### Text provided
ETL Overview - OpenData-tu/documentation GitHub Wiki

# Revision Protocol
#
# 2017-05-12 - Initially created by Paul Wille and Andres Ardila
# 2017-05-20 - Spelling, etc.
#
# ====================================================

ETL

Extract

Fetching a resource via a protocol

In the end of this process we want to have whatever dataset is there to be ready for transforming to a format that we want to use later on in the importing pipeline.

In between every of these step, there is some way of checkpointing, meaning that data is somehow verified and checked before continuing onto the next step.

Fetching

Different Data Sources

  • Files (raw data)
    • FTP
    • HTTP
    • ...
  • Dataset (Ready to use API)
    • HTTP
    • ...
  • Databases
    • locally
    • other origin

Different Formats

Everything can be compresses/in an archive

  • JSON
  • CSV
  • XML
  • Plain Text
  • ...

Transforming

Takes the Data prepared by the Extract-step in whatever format there is (csv, xml, json, ...) and transforms it into the format, with the right names, right units etc.

Schema mapping

Maps the "schema" we receive to the "schema" we expect.

  • Renaming attributes
  • putting attributes where we expect them
  • Altering the hierarchy of the data
  • Ordering data
  • Sorting data

Conversion

Besides mapping there will be some conversion needed as well (used data-formats, variable-types)

Logical Alteration

Probably optional in ETL, because this should be handled by ElasticSearch or whatever data storage we have.

  • Aggregation: Combining datapoints if they are to granular
  • Grouping/combining datapoints etc.

Load

Validating and storing the preprocessed data

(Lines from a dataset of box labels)

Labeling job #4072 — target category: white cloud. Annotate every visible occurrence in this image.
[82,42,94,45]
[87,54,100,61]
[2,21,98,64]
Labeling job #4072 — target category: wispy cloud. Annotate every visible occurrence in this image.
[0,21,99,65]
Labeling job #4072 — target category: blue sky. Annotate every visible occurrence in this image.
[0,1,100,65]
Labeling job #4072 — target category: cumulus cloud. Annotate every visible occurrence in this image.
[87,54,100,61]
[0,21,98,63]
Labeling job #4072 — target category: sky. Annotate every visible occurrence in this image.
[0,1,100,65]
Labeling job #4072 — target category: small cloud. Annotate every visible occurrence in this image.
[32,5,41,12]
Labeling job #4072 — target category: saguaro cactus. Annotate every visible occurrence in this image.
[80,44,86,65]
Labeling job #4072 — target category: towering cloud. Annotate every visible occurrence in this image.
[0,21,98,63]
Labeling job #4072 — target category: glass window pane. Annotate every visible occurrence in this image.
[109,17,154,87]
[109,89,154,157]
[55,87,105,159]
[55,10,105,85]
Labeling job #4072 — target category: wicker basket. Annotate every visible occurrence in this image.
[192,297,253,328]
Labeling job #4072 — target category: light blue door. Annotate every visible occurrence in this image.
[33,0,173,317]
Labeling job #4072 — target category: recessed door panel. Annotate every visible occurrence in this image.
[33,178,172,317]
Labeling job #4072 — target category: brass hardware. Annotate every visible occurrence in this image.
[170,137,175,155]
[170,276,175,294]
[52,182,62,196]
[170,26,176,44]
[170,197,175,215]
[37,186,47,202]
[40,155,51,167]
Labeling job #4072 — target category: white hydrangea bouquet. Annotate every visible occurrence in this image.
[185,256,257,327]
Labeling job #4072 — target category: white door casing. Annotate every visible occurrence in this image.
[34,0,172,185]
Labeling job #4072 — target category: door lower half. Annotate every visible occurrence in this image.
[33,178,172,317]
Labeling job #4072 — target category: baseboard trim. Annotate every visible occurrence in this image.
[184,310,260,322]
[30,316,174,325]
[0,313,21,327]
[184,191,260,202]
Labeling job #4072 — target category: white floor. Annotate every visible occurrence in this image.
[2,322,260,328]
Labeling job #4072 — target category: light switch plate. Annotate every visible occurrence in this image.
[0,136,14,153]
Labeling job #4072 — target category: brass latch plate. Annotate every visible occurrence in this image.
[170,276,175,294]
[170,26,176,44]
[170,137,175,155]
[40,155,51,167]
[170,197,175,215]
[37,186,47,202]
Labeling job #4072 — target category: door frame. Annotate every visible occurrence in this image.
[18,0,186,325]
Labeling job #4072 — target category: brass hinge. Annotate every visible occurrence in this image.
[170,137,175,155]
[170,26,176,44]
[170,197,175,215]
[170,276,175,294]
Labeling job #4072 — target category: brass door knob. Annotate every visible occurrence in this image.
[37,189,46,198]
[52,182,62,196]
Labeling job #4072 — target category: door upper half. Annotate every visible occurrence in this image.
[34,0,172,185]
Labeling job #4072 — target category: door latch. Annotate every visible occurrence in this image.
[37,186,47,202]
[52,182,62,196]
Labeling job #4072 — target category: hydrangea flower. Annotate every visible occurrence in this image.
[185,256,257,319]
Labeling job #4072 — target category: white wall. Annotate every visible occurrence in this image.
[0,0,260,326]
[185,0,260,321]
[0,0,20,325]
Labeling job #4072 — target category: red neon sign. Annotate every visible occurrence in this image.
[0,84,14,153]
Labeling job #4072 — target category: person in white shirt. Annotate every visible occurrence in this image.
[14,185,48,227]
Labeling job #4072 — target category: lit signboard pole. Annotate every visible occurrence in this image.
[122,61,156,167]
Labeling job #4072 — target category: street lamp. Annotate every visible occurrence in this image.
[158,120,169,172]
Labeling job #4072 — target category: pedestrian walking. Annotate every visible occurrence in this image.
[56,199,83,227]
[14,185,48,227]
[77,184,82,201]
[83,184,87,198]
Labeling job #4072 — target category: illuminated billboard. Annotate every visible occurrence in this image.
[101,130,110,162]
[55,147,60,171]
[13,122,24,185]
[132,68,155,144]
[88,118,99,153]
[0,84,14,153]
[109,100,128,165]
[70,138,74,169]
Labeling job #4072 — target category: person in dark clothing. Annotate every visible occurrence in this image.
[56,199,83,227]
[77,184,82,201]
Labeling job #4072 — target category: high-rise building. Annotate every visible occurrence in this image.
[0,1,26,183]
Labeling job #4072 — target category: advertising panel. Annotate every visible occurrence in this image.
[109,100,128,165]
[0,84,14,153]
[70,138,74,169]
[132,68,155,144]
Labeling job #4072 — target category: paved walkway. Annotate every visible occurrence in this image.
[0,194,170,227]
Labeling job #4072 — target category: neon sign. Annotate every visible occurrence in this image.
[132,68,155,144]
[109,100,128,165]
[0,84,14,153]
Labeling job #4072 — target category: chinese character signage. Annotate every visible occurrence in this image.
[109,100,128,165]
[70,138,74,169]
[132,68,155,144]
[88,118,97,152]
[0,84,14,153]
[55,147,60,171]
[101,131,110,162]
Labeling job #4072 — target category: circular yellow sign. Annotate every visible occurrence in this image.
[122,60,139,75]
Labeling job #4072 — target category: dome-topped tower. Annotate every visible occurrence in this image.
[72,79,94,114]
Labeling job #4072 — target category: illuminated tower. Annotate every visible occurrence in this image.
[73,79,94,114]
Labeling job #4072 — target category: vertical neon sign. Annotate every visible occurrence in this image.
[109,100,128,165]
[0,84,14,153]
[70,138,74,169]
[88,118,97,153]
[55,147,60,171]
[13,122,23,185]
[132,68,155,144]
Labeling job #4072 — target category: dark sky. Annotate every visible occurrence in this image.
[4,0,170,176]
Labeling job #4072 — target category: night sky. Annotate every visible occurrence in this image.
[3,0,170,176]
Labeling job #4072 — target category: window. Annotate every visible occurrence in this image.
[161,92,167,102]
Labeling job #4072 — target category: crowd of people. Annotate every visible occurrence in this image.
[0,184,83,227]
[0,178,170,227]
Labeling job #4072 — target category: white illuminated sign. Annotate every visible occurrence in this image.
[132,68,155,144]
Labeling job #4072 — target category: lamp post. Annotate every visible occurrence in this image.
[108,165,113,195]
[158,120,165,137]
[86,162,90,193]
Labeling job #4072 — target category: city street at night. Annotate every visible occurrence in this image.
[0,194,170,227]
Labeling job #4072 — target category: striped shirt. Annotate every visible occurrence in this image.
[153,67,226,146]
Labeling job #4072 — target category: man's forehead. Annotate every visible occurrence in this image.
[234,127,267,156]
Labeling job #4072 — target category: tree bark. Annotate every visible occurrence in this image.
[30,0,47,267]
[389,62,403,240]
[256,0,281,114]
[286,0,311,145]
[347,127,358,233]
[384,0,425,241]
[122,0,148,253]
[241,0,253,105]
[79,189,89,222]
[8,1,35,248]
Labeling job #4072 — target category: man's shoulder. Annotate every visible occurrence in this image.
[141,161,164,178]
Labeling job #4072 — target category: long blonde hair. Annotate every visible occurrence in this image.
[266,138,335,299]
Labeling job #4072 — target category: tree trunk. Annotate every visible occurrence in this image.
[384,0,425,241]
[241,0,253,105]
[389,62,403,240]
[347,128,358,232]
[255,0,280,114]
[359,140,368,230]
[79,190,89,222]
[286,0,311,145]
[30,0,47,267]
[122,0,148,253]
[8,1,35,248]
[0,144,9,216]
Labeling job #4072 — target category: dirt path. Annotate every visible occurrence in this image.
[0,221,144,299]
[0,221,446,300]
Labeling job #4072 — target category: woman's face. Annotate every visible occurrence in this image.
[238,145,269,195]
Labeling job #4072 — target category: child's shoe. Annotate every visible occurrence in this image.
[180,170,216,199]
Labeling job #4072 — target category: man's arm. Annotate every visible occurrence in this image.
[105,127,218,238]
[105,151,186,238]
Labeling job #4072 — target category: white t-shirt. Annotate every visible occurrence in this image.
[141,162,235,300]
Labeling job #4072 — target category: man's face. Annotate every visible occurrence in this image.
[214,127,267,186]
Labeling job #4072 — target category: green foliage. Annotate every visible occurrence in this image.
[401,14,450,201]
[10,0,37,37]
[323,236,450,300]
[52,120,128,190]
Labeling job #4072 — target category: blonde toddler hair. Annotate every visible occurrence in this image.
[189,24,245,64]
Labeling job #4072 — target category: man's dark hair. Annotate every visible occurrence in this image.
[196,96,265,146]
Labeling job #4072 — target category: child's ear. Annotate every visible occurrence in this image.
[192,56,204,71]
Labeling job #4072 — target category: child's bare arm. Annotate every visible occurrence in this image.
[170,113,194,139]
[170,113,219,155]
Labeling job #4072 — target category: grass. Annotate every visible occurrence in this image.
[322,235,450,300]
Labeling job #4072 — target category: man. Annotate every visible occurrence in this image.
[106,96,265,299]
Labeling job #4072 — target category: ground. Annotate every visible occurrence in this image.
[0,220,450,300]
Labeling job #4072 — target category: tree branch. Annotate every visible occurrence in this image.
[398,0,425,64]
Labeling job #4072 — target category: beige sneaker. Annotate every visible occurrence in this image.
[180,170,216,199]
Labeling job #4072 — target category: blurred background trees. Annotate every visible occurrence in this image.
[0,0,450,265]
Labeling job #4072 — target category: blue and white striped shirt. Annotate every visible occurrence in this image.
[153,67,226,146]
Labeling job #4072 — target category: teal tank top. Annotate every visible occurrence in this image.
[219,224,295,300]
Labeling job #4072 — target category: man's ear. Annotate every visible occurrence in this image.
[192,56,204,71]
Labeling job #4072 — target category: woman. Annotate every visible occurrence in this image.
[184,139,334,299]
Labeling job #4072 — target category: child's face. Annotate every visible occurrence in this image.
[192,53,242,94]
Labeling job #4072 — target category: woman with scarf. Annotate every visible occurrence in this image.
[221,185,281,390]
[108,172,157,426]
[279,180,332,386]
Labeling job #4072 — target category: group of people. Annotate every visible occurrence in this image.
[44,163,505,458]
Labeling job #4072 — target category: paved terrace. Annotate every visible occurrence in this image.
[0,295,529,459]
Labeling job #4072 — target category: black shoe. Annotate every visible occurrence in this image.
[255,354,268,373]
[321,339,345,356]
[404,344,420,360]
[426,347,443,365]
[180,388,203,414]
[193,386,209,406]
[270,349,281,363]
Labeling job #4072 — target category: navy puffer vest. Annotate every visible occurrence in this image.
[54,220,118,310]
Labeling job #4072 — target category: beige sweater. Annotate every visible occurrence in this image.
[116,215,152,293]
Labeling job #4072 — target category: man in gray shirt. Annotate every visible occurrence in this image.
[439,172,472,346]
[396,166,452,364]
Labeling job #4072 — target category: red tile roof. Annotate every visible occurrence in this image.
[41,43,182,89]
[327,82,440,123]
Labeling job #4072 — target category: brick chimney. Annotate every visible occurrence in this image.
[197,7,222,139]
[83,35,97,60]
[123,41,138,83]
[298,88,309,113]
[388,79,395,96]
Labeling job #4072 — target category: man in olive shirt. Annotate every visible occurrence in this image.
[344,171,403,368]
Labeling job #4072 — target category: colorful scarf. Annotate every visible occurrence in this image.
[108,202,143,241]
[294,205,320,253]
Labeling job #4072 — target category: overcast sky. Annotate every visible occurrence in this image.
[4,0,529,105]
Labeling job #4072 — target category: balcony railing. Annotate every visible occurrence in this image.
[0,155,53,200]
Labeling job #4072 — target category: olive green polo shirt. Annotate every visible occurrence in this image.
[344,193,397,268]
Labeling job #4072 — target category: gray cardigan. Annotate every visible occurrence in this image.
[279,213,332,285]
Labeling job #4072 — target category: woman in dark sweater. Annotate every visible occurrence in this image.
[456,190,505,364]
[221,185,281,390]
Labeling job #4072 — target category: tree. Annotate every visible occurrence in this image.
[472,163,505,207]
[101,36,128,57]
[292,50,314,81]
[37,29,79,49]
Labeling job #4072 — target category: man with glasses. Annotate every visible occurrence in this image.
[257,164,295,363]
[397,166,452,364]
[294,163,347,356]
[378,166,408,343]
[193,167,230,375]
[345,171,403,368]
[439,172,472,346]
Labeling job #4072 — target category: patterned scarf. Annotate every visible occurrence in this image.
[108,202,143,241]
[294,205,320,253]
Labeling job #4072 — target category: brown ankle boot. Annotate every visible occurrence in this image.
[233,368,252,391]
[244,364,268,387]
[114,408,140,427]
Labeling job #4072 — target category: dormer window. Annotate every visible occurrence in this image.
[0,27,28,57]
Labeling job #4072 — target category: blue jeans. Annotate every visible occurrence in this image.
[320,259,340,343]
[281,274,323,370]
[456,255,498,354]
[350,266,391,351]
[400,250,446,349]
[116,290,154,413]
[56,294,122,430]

### Directions for this task
In the ETL overview, list every operation given under schema mapping. These lines have nothing to do with the ETL overview.

### Complete answer
- Renaming attributes
- Putting attributes where we expect them
- Altering the hierarchy of the data
- Ordering data
- Sorting data